• **CHALLENGES**
1. Summarize the pasta forum thread below in exactly two sentences.
2. Translate the following sentence from the pasta forum thread below into French: "Rolling out is a major part of the pasta making process."
* Begin GIVEN TEXT *
# Homemade pasta - texture is tough and rubbery - help please!



## littlegreenbook (Jun 9, 2010)

Hello fellow foodies

I've recently decided that i want to master the pefect home made egg pasta.  I followed what i believe to be a good recipe (1 egg to 100gm '00' flour and a pinch of salt) though the result was not perfect.

The flavous was lovely, but the texture was quite firm, rubbery and tough.

Did I under knead? Or over knead? Or something else all together?

All suggestions welcome! Thanks,

Oni Oost


----------



## nicko (Oct 5, 2001)

You over worked the dough. It doesn't take much so just knead it a little.


----------



## boar_d_laze (Feb 13, 2008)

Most likely overkneaded, as Nicko said.  But just in case you think, it's starting to make sense.  You might also have done the opposite and you didn't roll out thin enough.  Rolling out is a major part of the pasta making process.  And don't forget to give the dough a chance to rest between kneading and rolling.

BDL


----------



## gobblygook (Aug 26, 2010)

I had this happen the first time I tried making homemade pasta.  My issue was that the pasta dough wasn't stiff enough.  Fresh pasta dough should be very thick (stiff).  You should be able to take the dough from the fridge (where it's been resting for about 30 mins), knead it with no flour and not have any dough sticking to your hand.  You shouldn't really knead the dough by hand after it comes out of the fridge, but I'm referring to how thick the dough will be. 

If you've ever bought fresh pasta at the grocery store, the texture is very similar to what you should end up with. 

I use AP or bread flour, because I can't find anything better.  I use about 3/4 cup of flour per large egg.


----------



## skatz85 (Mar 3, 2010)

i add olive oil to mine, the way i was taught is when after kneading, u poke the dough and it springs back. make sur eu rest it and then roll it out. fresh pasta is the best and u can make raviolis with it too, its delicious.


----------



## kbulich (Jan 11, 2016)

I can't get my noodles tender.


----------



## planethoff (Apr 25, 2011)

Try using more yolk and less egg white in your dough. I use 1 whole egg 2 yolks 10oz flour. Spray bottle water as needed

I don't think over kneading is as much a problem with pasta as it is with pizza dough or bread. That's why you roll it so thin


----------



## linecook854 (Feb 13, 2013)

littlegreenbook said:


> Hello fellow foodies
> 
> I've recently decided that i want to master the pefect home made egg pasta. I followed what i believe to be a good recipe (1 egg to 100gm '00' flour and a pinch of salt) though the result was not perfect.
* End GIVEN TEXT *
* Begin DATA PROVIDED *
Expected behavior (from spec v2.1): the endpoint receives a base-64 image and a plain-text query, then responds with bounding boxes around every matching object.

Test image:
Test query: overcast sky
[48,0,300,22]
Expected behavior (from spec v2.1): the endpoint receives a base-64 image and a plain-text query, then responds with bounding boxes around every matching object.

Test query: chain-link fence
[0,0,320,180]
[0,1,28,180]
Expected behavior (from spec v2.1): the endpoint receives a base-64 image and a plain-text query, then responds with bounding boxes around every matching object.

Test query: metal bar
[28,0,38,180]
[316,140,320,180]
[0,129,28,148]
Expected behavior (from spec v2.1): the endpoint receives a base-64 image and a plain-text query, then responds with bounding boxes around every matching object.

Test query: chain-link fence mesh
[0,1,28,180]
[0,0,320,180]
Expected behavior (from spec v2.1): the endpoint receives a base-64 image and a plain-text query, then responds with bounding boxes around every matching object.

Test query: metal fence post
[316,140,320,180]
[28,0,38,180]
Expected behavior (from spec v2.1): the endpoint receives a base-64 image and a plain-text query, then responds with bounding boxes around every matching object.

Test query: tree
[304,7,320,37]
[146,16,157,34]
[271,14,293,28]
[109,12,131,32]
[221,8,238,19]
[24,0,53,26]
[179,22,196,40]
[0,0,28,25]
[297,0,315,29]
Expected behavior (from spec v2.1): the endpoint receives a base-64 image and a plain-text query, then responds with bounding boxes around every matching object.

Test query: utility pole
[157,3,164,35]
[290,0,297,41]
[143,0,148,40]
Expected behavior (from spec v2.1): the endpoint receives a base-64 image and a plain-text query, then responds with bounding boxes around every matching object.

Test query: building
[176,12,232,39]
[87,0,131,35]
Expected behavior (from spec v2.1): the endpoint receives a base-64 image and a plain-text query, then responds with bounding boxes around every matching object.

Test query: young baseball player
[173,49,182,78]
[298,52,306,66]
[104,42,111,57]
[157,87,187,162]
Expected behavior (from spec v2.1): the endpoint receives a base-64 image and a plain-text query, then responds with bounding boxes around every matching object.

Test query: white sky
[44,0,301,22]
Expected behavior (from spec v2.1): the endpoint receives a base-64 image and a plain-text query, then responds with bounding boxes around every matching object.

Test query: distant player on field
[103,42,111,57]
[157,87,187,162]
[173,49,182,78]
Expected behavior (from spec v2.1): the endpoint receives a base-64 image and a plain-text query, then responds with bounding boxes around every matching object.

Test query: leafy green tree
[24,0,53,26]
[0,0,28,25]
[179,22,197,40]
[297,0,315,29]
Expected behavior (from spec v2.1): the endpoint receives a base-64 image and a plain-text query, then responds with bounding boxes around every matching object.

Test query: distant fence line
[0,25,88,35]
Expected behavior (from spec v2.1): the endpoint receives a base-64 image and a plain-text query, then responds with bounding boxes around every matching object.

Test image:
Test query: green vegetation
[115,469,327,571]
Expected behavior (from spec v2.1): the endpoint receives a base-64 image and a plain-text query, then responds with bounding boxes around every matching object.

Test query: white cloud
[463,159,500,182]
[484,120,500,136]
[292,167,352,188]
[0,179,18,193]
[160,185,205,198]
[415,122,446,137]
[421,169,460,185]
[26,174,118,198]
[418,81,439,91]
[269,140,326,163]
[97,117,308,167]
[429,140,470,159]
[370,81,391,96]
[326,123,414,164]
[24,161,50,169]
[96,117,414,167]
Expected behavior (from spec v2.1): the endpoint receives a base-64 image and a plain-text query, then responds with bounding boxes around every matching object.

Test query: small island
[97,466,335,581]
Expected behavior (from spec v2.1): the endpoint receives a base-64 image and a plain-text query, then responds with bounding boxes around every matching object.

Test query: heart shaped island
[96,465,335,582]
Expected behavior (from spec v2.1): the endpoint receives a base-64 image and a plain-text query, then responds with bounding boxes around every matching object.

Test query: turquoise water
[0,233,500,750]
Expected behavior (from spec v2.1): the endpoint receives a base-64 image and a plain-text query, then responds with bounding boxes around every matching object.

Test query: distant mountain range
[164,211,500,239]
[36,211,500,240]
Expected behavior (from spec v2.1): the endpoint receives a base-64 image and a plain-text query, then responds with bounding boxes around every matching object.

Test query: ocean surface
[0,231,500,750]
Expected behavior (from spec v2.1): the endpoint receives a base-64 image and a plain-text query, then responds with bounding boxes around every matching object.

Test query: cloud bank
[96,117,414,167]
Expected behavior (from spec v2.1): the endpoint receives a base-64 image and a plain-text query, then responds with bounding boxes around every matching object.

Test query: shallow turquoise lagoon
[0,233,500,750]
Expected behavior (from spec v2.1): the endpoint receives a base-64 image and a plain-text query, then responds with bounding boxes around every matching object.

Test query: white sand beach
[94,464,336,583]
* End DATA PROVIDED *
* Begin DATA PROVIDED *
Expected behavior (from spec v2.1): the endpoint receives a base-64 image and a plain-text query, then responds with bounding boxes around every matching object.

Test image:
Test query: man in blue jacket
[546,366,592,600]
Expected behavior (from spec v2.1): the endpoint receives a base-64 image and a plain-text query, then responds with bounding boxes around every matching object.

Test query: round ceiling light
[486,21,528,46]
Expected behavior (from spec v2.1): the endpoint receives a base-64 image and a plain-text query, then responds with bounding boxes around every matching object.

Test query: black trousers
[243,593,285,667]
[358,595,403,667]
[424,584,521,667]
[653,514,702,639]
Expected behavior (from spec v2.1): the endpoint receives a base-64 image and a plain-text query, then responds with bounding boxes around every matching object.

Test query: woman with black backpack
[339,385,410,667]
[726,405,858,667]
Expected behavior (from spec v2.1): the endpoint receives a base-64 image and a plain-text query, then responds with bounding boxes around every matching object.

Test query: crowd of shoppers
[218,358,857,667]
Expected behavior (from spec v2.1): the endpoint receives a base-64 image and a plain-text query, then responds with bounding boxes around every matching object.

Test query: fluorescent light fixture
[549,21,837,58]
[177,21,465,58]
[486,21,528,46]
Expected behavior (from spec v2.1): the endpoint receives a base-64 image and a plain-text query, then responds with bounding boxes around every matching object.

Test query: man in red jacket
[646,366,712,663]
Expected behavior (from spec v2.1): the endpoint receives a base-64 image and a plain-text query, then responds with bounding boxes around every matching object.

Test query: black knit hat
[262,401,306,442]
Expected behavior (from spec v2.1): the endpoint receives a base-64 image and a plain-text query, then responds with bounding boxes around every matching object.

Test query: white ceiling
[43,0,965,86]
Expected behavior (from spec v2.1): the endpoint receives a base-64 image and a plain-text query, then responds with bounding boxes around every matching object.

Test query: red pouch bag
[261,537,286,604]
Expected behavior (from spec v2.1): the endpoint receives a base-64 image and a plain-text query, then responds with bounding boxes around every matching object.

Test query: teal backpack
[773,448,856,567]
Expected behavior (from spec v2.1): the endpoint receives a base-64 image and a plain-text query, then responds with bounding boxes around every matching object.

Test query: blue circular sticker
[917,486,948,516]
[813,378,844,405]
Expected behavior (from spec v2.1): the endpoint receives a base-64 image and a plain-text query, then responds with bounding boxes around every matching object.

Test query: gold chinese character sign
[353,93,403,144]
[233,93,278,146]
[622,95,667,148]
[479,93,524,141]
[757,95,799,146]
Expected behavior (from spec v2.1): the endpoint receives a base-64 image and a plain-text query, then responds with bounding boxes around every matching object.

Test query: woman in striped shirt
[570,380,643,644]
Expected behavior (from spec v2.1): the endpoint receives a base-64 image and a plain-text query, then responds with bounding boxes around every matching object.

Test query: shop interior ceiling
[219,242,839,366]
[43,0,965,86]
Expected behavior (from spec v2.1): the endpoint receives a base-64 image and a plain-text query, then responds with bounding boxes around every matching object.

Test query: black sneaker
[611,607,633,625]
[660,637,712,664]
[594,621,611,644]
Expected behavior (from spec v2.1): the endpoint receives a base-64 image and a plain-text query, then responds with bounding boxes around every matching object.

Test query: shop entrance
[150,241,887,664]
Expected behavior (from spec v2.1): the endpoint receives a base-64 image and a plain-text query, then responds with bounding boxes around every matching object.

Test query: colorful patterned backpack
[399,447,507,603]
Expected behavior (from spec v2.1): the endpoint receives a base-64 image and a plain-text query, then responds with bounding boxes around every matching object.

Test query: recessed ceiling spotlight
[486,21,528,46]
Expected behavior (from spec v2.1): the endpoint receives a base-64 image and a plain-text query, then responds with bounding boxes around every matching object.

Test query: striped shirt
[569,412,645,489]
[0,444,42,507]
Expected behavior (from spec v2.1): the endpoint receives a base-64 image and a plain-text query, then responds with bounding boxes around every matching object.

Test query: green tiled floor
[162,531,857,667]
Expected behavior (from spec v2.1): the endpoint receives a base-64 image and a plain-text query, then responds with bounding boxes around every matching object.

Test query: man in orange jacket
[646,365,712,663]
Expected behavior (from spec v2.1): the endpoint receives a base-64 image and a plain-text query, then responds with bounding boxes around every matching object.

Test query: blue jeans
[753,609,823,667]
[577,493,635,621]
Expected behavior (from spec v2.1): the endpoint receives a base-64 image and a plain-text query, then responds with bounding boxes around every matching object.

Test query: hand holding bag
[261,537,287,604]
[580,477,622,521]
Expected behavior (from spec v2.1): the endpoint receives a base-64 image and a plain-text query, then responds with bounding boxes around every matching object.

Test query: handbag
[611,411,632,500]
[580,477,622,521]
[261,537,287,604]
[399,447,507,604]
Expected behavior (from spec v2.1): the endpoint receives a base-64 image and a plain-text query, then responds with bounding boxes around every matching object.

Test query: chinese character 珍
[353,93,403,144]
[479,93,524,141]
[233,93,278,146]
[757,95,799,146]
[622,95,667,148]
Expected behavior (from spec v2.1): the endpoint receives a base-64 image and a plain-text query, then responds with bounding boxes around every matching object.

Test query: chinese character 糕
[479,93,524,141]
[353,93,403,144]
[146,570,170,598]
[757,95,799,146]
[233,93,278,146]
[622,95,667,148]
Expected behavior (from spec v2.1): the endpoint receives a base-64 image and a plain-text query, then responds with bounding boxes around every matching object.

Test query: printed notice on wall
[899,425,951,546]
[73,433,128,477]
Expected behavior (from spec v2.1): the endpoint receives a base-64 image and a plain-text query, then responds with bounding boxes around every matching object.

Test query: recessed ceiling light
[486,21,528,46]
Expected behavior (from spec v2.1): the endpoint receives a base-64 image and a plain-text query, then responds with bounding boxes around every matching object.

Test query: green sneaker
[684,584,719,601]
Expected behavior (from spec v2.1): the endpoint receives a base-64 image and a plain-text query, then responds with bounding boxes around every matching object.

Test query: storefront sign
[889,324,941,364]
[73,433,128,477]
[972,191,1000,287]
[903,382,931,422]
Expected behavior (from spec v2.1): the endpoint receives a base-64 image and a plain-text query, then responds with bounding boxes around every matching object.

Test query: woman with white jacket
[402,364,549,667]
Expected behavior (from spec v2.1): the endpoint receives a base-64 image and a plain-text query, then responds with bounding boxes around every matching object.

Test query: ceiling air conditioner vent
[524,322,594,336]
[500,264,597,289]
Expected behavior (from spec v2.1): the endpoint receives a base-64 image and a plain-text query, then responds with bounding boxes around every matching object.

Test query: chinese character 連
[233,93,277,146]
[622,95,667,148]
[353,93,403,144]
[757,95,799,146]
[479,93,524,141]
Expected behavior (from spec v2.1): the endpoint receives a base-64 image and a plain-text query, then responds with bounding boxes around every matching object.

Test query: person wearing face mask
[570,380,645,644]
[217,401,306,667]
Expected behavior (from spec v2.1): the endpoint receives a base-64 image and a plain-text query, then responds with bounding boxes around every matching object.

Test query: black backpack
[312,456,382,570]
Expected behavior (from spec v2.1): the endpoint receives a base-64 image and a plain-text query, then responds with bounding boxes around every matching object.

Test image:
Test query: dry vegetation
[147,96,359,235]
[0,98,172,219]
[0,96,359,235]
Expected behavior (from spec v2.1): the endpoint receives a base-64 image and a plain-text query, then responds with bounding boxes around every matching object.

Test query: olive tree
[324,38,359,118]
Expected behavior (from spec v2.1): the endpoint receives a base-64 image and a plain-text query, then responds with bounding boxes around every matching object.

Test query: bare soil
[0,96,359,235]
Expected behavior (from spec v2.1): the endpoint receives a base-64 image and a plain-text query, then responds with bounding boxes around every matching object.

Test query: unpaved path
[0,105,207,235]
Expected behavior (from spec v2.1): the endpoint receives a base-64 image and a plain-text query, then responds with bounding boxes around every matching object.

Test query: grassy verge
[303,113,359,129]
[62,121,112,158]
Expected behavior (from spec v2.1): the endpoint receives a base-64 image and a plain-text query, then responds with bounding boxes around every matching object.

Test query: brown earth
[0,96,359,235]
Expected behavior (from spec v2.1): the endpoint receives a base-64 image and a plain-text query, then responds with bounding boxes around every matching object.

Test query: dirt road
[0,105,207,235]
* End DATA PROVIDED *
• **ANSWERS IN ORDER**
1. A poster reports that homemade egg pasta made with one egg per 100 g of '00' flour and a pinch of salt had a lovely flavor but a firm, rubbery, tough texture, and asks whether the dough was under-kneaded, over-kneaded, or affected by something else. Replies point to overkneading, rolling the dough too thick, or a dough that was not stiff enough, stress resting the dough before rolling it out, and suggest using more yolk and less egg white.

2. L'abaissement de la pâte est une étape majeure du processus de fabrication des pâtes.